### What to do:
Exact copy, no pictures: set down every entry below as written.

★ ★ ★ ★ ★

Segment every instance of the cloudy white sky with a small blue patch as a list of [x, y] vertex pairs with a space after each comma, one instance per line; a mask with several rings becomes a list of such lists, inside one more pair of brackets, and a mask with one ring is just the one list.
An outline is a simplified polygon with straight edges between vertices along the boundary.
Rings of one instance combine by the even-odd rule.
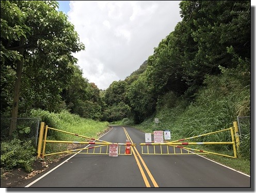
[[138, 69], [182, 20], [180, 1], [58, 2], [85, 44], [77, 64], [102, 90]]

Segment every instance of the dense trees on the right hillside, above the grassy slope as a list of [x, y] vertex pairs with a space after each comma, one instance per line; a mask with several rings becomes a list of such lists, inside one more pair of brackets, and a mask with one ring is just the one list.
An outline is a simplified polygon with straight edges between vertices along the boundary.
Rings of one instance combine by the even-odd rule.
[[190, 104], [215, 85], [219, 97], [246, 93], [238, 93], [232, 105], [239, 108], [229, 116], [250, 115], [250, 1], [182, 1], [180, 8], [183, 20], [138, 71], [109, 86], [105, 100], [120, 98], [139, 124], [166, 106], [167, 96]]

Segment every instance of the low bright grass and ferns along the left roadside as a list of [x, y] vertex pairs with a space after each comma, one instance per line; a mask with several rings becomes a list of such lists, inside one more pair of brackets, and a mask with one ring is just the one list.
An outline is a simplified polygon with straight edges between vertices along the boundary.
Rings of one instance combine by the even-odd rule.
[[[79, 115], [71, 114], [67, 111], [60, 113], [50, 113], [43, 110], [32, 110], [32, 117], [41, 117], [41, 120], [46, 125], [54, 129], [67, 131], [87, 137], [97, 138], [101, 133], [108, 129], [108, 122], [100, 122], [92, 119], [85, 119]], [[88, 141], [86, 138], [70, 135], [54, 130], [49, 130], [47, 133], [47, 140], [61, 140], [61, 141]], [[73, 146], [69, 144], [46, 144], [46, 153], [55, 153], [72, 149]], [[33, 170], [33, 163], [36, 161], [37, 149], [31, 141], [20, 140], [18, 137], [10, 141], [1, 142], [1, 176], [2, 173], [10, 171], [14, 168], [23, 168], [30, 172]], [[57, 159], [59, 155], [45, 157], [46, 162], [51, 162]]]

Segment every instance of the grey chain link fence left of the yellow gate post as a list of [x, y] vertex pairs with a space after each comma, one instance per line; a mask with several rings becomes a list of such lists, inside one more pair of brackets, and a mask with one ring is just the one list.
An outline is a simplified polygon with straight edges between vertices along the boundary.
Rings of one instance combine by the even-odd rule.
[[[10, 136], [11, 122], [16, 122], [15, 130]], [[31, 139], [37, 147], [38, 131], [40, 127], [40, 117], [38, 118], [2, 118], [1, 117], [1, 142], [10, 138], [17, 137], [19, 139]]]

★ ★ ★ ★ ★

### Response area:
Segment every instance of the cloudy white sky with a small blue patch as a list of [x, y] vertex pairs with a space after each comma, one instance per line; a mask with several rings becomes a list of such lists, inside one more pair of brackets, and a mask with one ring is just the one list.
An outline is a simplified polygon with straight edges between vertices along the boundary.
Rings of one instance combine by the even-odd rule.
[[138, 69], [182, 20], [180, 1], [58, 2], [85, 44], [77, 64], [102, 90]]

Segment every instance of the dense trees on the right hillside, above the grassy slope as a list of [x, y] vertex pairs with a space after each comma, one instance per line; a mask with several rings becomes a list of such lists, inside one more pair of brackets, and a mask with one ring is just the one list.
An outline is a simplified polygon with straight edges between vertices along the boundary.
Rings of one instance combine by the even-odd rule.
[[190, 104], [215, 85], [219, 97], [246, 93], [238, 93], [232, 105], [239, 108], [229, 116], [250, 115], [250, 1], [182, 1], [180, 8], [183, 20], [138, 71], [109, 86], [105, 100], [120, 98], [139, 124], [166, 106], [167, 96]]

Segment every instance of the low bright grass and ferns along the left roadside as a list of [x, y] vertex pairs with a space after each comma, one instance per line; a mask with several rings becomes a list of such lists, inside one more pair of brackets, and a mask with one ring is just the one list.
An outline is a simplified polygon with straight edges between vertices along the boundary.
Rings of one instance combine by the even-odd rule.
[[[79, 115], [71, 114], [67, 111], [60, 113], [50, 113], [43, 110], [32, 110], [32, 117], [41, 117], [41, 120], [46, 125], [54, 129], [67, 131], [87, 137], [97, 138], [101, 133], [108, 129], [108, 122], [100, 122], [92, 119], [85, 119]], [[88, 141], [86, 138], [70, 135], [54, 130], [49, 130], [47, 133], [47, 140], [61, 140], [61, 141]], [[73, 146], [69, 144], [46, 144], [46, 153], [55, 153], [72, 149]], [[33, 170], [33, 163], [36, 161], [37, 149], [31, 141], [20, 140], [18, 137], [10, 141], [1, 142], [1, 176], [2, 173], [10, 171], [14, 168], [23, 168], [30, 172]], [[57, 159], [59, 155], [45, 157], [46, 162], [51, 162]]]

Segment every instance of the grey chain link fence left of the yellow gate post as a list of [x, y] vertex pairs with a space after each comma, one instance per line; a mask with several rings becomes a list of such lists, inside one more pair of brackets, and a mask with one ring is just the one list.
An outline is a simplified polygon with straight edges between vertices along the boundary.
Rings of one instance combine by the even-odd rule.
[[[10, 136], [11, 122], [16, 122], [15, 130]], [[31, 139], [37, 147], [38, 131], [40, 127], [40, 117], [38, 118], [2, 118], [1, 117], [1, 142], [10, 138], [17, 137], [19, 139]]]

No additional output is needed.